YOUR INSTRUCTIONS: Which lines in the records contain the string "plate"? Pick out and copy each such line, treating uppercase and lowercase as different.

(Data records)

- - -

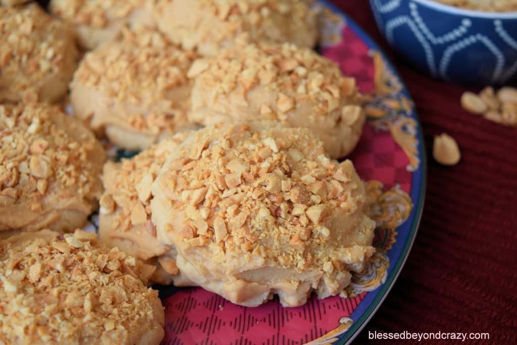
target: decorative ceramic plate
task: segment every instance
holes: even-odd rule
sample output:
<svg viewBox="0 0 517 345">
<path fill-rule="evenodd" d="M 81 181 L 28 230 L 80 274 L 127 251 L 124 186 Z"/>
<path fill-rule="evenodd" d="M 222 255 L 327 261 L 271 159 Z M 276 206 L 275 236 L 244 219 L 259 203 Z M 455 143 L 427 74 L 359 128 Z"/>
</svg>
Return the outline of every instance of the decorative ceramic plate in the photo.
<svg viewBox="0 0 517 345">
<path fill-rule="evenodd" d="M 392 65 L 359 26 L 325 1 L 318 6 L 324 13 L 321 53 L 355 77 L 367 95 L 368 121 L 350 158 L 372 201 L 377 251 L 340 296 L 312 296 L 297 308 L 283 308 L 276 298 L 247 308 L 201 288 L 155 286 L 165 308 L 164 344 L 348 343 L 379 307 L 407 257 L 425 180 L 413 102 Z"/>
</svg>

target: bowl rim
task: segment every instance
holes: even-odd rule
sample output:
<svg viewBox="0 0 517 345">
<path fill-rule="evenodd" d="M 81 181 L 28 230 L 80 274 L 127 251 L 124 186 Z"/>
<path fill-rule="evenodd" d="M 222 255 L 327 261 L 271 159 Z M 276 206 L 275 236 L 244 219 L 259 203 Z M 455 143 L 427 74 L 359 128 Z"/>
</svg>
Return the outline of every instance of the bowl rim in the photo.
<svg viewBox="0 0 517 345">
<path fill-rule="evenodd" d="M 517 11 L 513 12 L 487 12 L 457 7 L 439 3 L 435 0 L 413 0 L 422 5 L 453 14 L 492 19 L 517 19 Z"/>
</svg>

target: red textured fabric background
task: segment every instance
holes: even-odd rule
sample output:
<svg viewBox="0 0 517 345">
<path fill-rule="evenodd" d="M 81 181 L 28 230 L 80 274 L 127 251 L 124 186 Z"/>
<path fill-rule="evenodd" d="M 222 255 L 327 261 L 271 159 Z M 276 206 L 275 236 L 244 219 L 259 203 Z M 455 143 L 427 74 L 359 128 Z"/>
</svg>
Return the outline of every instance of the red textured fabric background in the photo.
<svg viewBox="0 0 517 345">
<path fill-rule="evenodd" d="M 402 75 L 416 104 L 429 162 L 414 245 L 354 343 L 411 343 L 368 339 L 369 331 L 406 331 L 488 332 L 490 340 L 481 343 L 517 342 L 517 128 L 467 113 L 459 102 L 467 89 L 408 67 L 381 36 L 369 2 L 333 1 L 381 44 Z M 433 136 L 444 132 L 461 150 L 455 167 L 441 166 L 431 155 Z"/>
</svg>

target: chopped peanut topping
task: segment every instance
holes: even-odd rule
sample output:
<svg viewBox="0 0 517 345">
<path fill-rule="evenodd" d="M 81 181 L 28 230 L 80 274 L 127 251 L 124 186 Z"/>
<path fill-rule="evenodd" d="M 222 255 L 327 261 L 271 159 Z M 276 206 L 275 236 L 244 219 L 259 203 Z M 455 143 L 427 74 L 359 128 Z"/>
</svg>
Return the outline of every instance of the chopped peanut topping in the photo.
<svg viewBox="0 0 517 345">
<path fill-rule="evenodd" d="M 170 39 L 205 56 L 243 41 L 312 48 L 317 38 L 317 10 L 306 0 L 158 0 L 154 9 Z M 297 63 L 287 60 L 283 68 L 294 69 Z"/>
<path fill-rule="evenodd" d="M 0 7 L 0 103 L 58 100 L 78 55 L 68 26 L 37 4 Z"/>
<path fill-rule="evenodd" d="M 163 327 L 158 293 L 140 280 L 149 267 L 83 234 L 43 230 L 0 242 L 3 341 L 129 345 Z"/>
<path fill-rule="evenodd" d="M 312 129 L 333 158 L 347 154 L 359 140 L 365 115 L 355 80 L 314 51 L 288 43 L 249 44 L 208 63 L 195 78 L 191 121 L 207 125 L 254 119 L 258 114 Z"/>
<path fill-rule="evenodd" d="M 0 230 L 82 226 L 102 191 L 105 154 L 80 121 L 44 104 L 0 106 L 0 198 L 10 198 L 0 202 Z M 53 228 L 67 210 L 83 216 Z"/>
<path fill-rule="evenodd" d="M 192 159 L 197 142 L 206 144 Z M 261 155 L 265 148 L 268 154 Z M 177 173 L 177 161 L 188 169 Z M 233 288 L 221 291 L 200 273 L 214 272 L 206 278 L 214 284 L 247 279 L 220 273 L 241 272 L 246 262 L 250 272 L 279 265 L 288 275 L 318 272 L 333 279 L 360 269 L 373 252 L 375 223 L 364 214 L 366 196 L 353 164 L 329 159 L 307 129 L 271 122 L 205 127 L 171 153 L 151 189 L 153 221 L 185 258 L 177 262 L 182 274 L 235 303 L 248 305 L 232 297 Z M 197 273 L 191 275 L 185 260 Z M 330 273 L 322 268 L 328 262 Z"/>
<path fill-rule="evenodd" d="M 175 260 L 166 256 L 170 248 L 158 241 L 150 220 L 150 188 L 171 152 L 186 135 L 177 134 L 132 158 L 123 159 L 120 163 L 109 162 L 104 167 L 103 180 L 106 191 L 100 200 L 100 239 L 109 247 L 124 248 L 137 259 L 156 265 L 157 269 L 150 279 L 163 284 L 169 283 L 171 277 L 168 275 L 177 274 L 177 269 L 172 267 Z M 204 197 L 202 192 L 194 194 L 189 200 L 195 201 L 191 198 Z M 132 243 L 131 246 L 124 246 L 128 242 Z M 157 261 L 157 257 L 162 259 Z M 167 267 L 162 263 L 166 263 Z"/>
<path fill-rule="evenodd" d="M 125 29 L 120 39 L 87 53 L 81 61 L 70 84 L 74 114 L 94 129 L 108 127 L 108 137 L 119 146 L 134 149 L 131 145 L 137 144 L 112 136 L 111 126 L 155 142 L 188 126 L 187 72 L 197 57 L 156 31 Z"/>
</svg>

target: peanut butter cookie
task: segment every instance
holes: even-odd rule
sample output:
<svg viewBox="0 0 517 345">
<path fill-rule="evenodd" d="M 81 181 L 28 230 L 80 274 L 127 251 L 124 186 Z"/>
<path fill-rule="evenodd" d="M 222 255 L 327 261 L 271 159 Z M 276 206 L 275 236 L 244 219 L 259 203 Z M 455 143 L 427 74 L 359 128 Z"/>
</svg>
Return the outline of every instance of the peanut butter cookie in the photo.
<svg viewBox="0 0 517 345">
<path fill-rule="evenodd" d="M 125 30 L 120 40 L 81 62 L 70 84 L 74 114 L 128 149 L 191 129 L 187 72 L 197 57 L 159 33 Z"/>
<path fill-rule="evenodd" d="M 56 106 L 0 105 L 0 236 L 73 231 L 98 206 L 104 149 Z"/>
<path fill-rule="evenodd" d="M 164 314 L 149 270 L 78 230 L 0 241 L 0 339 L 4 343 L 158 345 Z"/>
<path fill-rule="evenodd" d="M 362 133 L 366 116 L 355 79 L 311 49 L 246 45 L 198 61 L 190 75 L 193 122 L 268 119 L 307 127 L 334 158 L 350 153 Z"/>
<path fill-rule="evenodd" d="M 206 127 L 173 151 L 151 189 L 153 222 L 181 274 L 237 304 L 336 295 L 374 252 L 353 164 L 329 159 L 306 129 Z"/>
</svg>

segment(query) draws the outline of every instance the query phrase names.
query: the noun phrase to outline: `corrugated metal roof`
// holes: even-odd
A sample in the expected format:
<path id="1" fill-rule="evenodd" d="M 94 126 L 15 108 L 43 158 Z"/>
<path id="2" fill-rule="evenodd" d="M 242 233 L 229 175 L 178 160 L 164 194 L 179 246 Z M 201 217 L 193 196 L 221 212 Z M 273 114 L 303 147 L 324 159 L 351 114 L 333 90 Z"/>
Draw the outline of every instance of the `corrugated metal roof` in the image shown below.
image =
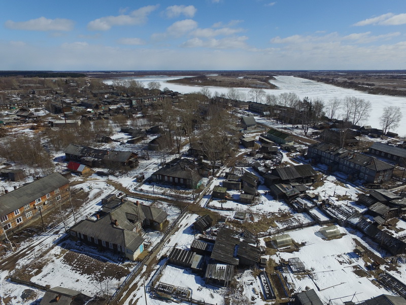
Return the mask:
<path id="1" fill-rule="evenodd" d="M 7 215 L 69 183 L 63 176 L 53 173 L 0 196 L 0 216 Z"/>
<path id="2" fill-rule="evenodd" d="M 406 149 L 401 148 L 400 147 L 397 147 L 390 145 L 384 144 L 383 143 L 380 143 L 379 142 L 375 142 L 369 148 L 375 149 L 376 150 L 390 154 L 392 156 L 396 156 L 401 158 L 406 158 Z"/>

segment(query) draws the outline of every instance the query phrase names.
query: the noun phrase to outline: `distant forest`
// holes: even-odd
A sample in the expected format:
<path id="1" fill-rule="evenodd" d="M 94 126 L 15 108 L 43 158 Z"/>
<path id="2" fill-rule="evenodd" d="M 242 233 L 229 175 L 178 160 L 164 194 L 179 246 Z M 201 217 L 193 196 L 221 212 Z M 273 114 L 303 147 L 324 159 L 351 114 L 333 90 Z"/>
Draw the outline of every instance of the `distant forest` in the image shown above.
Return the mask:
<path id="1" fill-rule="evenodd" d="M 86 75 L 77 72 L 53 72 L 52 71 L 0 71 L 0 77 L 18 76 L 20 77 L 86 77 Z"/>

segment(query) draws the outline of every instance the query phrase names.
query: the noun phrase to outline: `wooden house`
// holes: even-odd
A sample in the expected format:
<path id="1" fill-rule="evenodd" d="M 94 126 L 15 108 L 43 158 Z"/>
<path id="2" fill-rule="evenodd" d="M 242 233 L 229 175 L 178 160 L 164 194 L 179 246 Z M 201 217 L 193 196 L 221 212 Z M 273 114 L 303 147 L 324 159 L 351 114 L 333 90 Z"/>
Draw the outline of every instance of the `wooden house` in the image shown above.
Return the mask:
<path id="1" fill-rule="evenodd" d="M 3 229 L 17 232 L 50 212 L 69 200 L 69 180 L 54 173 L 0 196 Z"/>

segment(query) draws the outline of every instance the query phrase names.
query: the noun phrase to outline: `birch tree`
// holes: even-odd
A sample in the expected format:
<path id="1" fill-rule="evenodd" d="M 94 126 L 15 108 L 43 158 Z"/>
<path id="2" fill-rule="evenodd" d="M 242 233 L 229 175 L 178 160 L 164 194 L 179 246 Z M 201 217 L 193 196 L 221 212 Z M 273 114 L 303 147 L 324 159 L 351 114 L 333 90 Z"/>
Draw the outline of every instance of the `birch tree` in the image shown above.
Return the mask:
<path id="1" fill-rule="evenodd" d="M 397 128 L 401 119 L 400 107 L 390 106 L 385 107 L 382 115 L 379 118 L 384 133 L 386 134 L 391 128 Z"/>

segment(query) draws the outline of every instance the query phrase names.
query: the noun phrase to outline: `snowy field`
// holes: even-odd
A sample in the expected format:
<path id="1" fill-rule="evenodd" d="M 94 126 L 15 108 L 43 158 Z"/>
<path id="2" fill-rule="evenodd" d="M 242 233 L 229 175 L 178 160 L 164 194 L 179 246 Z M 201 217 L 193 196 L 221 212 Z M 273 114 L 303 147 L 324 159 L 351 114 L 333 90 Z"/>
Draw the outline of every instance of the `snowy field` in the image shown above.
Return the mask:
<path id="1" fill-rule="evenodd" d="M 177 91 L 180 93 L 185 94 L 199 91 L 201 87 L 198 86 L 187 86 L 178 85 L 166 82 L 167 80 L 181 78 L 182 77 L 168 77 L 165 76 L 151 76 L 145 77 L 132 78 L 142 82 L 144 86 L 151 81 L 157 81 L 161 84 L 161 89 L 167 87 L 170 90 Z M 389 106 L 396 106 L 400 107 L 403 119 L 400 122 L 399 127 L 396 130 L 391 130 L 397 132 L 401 136 L 406 135 L 406 98 L 392 97 L 390 96 L 375 95 L 364 93 L 361 91 L 336 87 L 332 85 L 318 82 L 313 80 L 295 77 L 294 76 L 276 76 L 276 80 L 272 80 L 270 82 L 276 85 L 278 89 L 275 90 L 264 89 L 266 94 L 278 96 L 281 93 L 292 92 L 296 94 L 300 99 L 308 97 L 312 99 L 322 99 L 325 102 L 337 98 L 343 99 L 346 97 L 355 97 L 369 101 L 372 105 L 372 109 L 370 113 L 369 119 L 362 122 L 362 125 L 371 125 L 373 128 L 380 128 L 379 117 L 382 114 L 384 107 Z M 105 81 L 106 83 L 111 83 L 111 80 Z M 228 88 L 221 87 L 206 87 L 214 95 L 217 92 L 220 94 L 227 95 Z M 248 97 L 248 93 L 250 89 L 247 88 L 238 88 L 242 96 Z M 249 100 L 246 98 L 245 100 Z M 243 98 L 244 100 L 244 99 Z"/>

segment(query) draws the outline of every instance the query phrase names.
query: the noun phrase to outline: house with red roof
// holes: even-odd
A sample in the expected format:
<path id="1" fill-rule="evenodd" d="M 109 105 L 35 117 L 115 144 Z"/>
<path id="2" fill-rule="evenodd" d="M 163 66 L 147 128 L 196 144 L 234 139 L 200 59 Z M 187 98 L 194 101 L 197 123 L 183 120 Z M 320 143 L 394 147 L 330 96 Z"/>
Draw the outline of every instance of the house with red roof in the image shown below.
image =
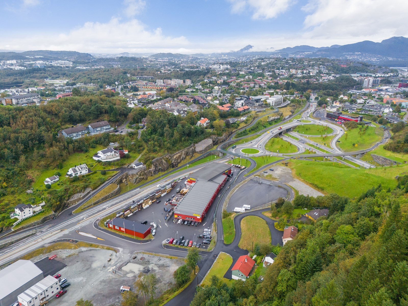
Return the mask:
<path id="1" fill-rule="evenodd" d="M 297 234 L 297 228 L 292 225 L 291 226 L 286 226 L 283 231 L 283 236 L 282 236 L 282 242 L 283 245 L 289 240 L 292 240 L 295 236 Z"/>
<path id="2" fill-rule="evenodd" d="M 252 272 L 255 262 L 248 255 L 239 256 L 231 271 L 233 279 L 246 280 Z"/>

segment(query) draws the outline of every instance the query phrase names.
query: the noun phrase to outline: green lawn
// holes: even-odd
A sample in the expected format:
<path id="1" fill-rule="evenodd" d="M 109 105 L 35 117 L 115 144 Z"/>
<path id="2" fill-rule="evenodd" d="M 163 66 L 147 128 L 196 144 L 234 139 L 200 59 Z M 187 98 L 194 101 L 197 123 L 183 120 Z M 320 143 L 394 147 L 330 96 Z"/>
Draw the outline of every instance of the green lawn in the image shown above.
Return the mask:
<path id="1" fill-rule="evenodd" d="M 201 283 L 201 286 L 204 287 L 205 286 L 209 285 L 211 277 L 213 275 L 216 275 L 227 285 L 230 286 L 232 281 L 231 279 L 224 278 L 224 276 L 231 264 L 232 264 L 232 257 L 231 256 L 224 252 L 220 252 L 213 266 Z"/>
<path id="2" fill-rule="evenodd" d="M 265 148 L 268 151 L 275 153 L 294 153 L 297 151 L 297 147 L 296 146 L 279 137 L 271 138 L 266 142 Z"/>
<path id="3" fill-rule="evenodd" d="M 253 242 L 270 244 L 271 231 L 265 221 L 256 216 L 248 216 L 241 221 L 242 235 L 238 246 L 242 249 L 251 251 Z"/>
<path id="4" fill-rule="evenodd" d="M 256 154 L 260 152 L 258 149 L 254 149 L 253 148 L 246 148 L 241 150 L 241 151 L 246 154 Z"/>
<path id="5" fill-rule="evenodd" d="M 235 213 L 222 219 L 222 229 L 224 233 L 224 243 L 229 244 L 235 237 L 235 228 L 234 227 L 234 216 Z"/>
<path id="6" fill-rule="evenodd" d="M 388 151 L 384 149 L 384 145 L 379 146 L 372 151 L 366 153 L 361 158 L 363 160 L 368 161 L 373 160 L 373 157 L 370 154 L 379 155 L 396 162 L 404 164 L 405 162 L 408 161 L 408 154 L 404 154 L 402 153 L 396 153 L 392 151 Z"/>
<path id="7" fill-rule="evenodd" d="M 275 162 L 277 160 L 282 160 L 282 158 L 283 157 L 280 156 L 267 156 L 266 155 L 253 157 L 252 159 L 255 160 L 255 162 L 256 163 L 256 166 L 255 166 L 255 168 L 249 171 L 249 173 L 248 174 L 251 173 L 253 172 L 256 171 L 260 168 L 265 166 L 265 165 L 267 164 L 269 164 L 269 163 L 271 163 L 273 162 Z"/>
<path id="8" fill-rule="evenodd" d="M 294 132 L 305 135 L 324 135 L 333 133 L 333 129 L 328 126 L 317 124 L 298 125 L 293 130 Z"/>
<path id="9" fill-rule="evenodd" d="M 296 176 L 323 192 L 350 197 L 380 184 L 383 188 L 392 188 L 397 185 L 395 176 L 408 171 L 408 165 L 355 169 L 333 162 L 293 160 L 289 166 Z"/>
<path id="10" fill-rule="evenodd" d="M 381 140 L 384 135 L 384 130 L 380 128 L 361 127 L 361 129 L 357 127 L 346 132 L 339 140 L 341 142 L 337 143 L 339 147 L 345 152 L 366 149 Z"/>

- - -

EXERCISE SOLUTION:
target: decorative ceramic plate
Return the outline of every instance of the decorative ceramic plate in the photo.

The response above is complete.